*Task to carry out:* Can you carry on the NJRat malware analysis from its final sentence and write the part that comes next?

[start of Page excerpt]

Unfolding NJ RAT 0.7NC & 0.6.4

| NJRAT Malware analysis

Executive Summary

This version {0.7NC} of NJRat was first seen on 17 August 2023 with the name utah-Robert-magazine- speaker. It was delivered by email using phishing. Red Packet Security defines NJRat as a type of remote access trojan (RAT). This malicious software can do a range of things, like recording keystrokes, accessing the victim’s camera, stealing saved login information from web browsers, creating a way for attackers to control the victim’s computer from a remote location, transferring files to and from the victim’s computer, seeing what’s on the victim’s screen, making changes to files, processes, and the Windows registry, and even allowing the attacker to update, remove, restart, close, disconnect, or change the name of their attack campaign.

This analysis comprises two samples labeled as NJ RAT 0.7NC and 0.6.4. The 0.7NC variant introduces a novel method for evading analysis, while 0.6.4 is responsible for managing all other malicious activities.

High-Level Technical Summary

NJRAT is a sophisticated malware that operates in two primary stages. The initial stage involves phishing and obfuscation tactics. In August 2023, security experts first encountered malware, which was distributed via email in the form of a malicious and highly obfuscated VBS (Visual Basic Script) file embedded in documents.

Upon execution, this VBS file performs deobfuscation and reveals a PowerShell script. Within this script lies a base64-encoded DLL (Dynamic Link Library). Once the script successfully decodes the DLL, it proceeds to invoke the “VAI” method within the DLL. This marks the beginning of malware’s further exploitation and malicious activities.

Initial Stage

This stage consists of deobfuscation and decoding of real dll and invoking the binary.2

SHA256

vbs = 5f66c7336f8469a6ab349a3f0f3f7aca1b483f2f2a8b4ad71af79ff51a8aad6b

dll = 153c9ffe148909981900c59c2ccba8ef66f94688ce7ab5e01e3a541937a31294

.VBS

The initial executable comprises a VBS file containing obfuscated PowerShell code. After modifying the VBS file and revealing the de-obfuscated PowerShell code, we can observe its initial command in the terminal. This command involves pinging localhost for a dynamic delay, followed by the self-copying of the executable to the startup folder. This technique is employed to achieve persistence, ensuring that the executable runs every time the device starts up.

[end of Page excerpt]
[start of Information supplied]

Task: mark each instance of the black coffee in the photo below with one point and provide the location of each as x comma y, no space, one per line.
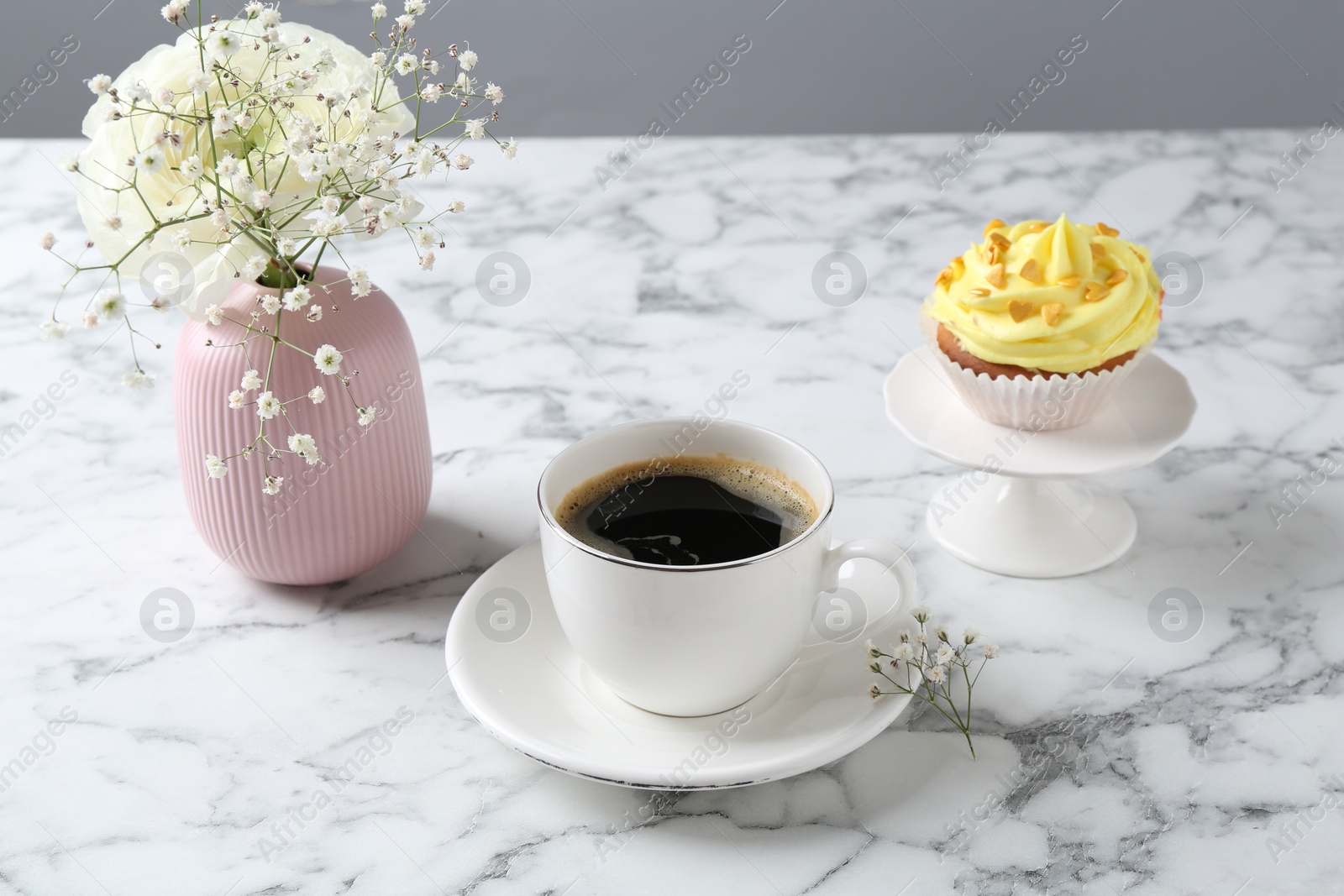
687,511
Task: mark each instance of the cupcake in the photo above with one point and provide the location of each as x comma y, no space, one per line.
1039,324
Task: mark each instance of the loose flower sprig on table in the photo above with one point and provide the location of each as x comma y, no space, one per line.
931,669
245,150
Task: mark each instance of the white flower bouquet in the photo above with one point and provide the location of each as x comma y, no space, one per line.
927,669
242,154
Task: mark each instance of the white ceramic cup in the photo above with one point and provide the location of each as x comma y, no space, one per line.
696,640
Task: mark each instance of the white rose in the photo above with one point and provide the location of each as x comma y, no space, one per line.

[end of Information supplied]
[start of Information supplied]

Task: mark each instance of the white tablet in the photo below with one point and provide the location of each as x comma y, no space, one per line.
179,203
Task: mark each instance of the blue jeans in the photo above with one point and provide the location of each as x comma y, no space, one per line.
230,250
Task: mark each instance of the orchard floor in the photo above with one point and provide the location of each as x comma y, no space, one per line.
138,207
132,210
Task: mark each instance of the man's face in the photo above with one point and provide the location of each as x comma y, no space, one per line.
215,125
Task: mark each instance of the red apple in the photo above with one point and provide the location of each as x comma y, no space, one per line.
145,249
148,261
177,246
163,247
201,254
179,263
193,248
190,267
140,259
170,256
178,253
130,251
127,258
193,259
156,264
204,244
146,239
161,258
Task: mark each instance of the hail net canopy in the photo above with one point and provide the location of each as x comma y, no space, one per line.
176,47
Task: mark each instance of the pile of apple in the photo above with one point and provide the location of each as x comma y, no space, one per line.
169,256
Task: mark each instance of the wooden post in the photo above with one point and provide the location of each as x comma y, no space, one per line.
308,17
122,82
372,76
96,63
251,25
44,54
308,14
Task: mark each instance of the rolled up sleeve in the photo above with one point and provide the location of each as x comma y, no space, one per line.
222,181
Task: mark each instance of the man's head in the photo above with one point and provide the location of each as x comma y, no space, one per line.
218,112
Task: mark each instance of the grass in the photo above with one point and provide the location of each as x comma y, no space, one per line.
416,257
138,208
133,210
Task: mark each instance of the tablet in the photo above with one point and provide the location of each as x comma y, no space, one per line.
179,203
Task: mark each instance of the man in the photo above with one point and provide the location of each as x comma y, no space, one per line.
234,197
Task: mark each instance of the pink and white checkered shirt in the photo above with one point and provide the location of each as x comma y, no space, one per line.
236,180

[end of Information supplied]
[start of Information supplied]

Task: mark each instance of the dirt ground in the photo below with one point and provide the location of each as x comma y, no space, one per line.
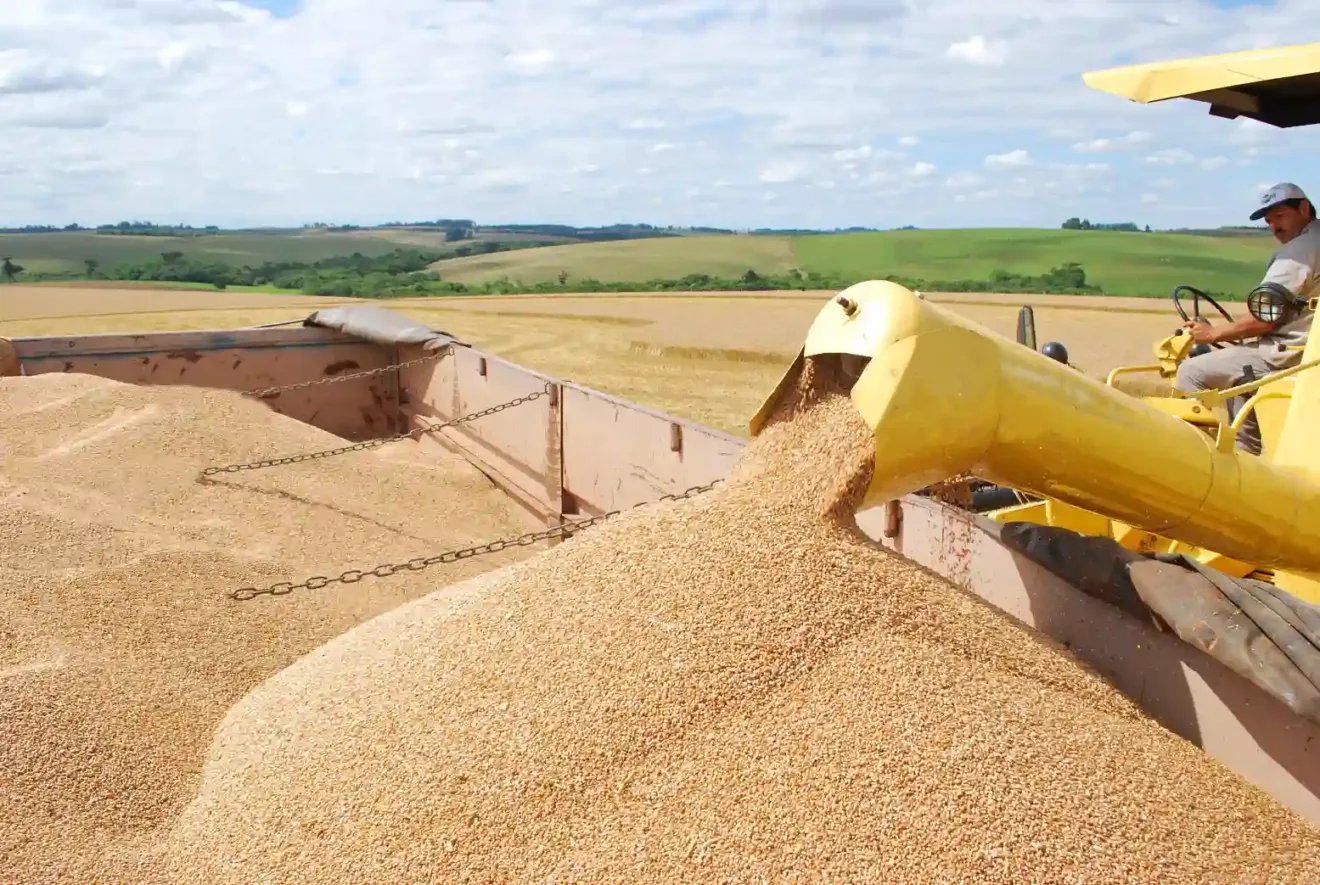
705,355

[end of Information supplied]

*Output of the task:*
Figure 1 First Command of PowerShell which is responsible for persistence.

This is the command which copy the malicious file in startup folder for future purposes.

cmd.exe /c ping 127.0.0.1 -n 10 & powershell -command [System.IO.File]::Copy(‘’,’C:\Users\’ +

[Environment]::UserName + ‘\AppData\Roaming\Microsoft\Windows\Start Menu\Programs\Startup\.vbs’)

After persistence VBS goes for de-obfuscating the malicious DLL. As you can see in the figure below, there is an obfuscated string, and the script is using the yWaUTuYIQuUWknat method to perform a straightforward task: locating and replacing the string with the specified third parameter.

Figure 2 Obfuscated DLL being De-obfuscated.

Figure 3 Find and replace function.

Figure 4 Final De-obfuscated DLL

After printing the shell code, I get the real DLL in terminal. So far, we don’t know what this code is and how to invoke it or use it.

By looking at the string, it was base64 encoded. So, I decided to decode it with PowerShell and real binary came out from it.

Figure 5 Decoding the code.

But let’s see how the exploit is using it.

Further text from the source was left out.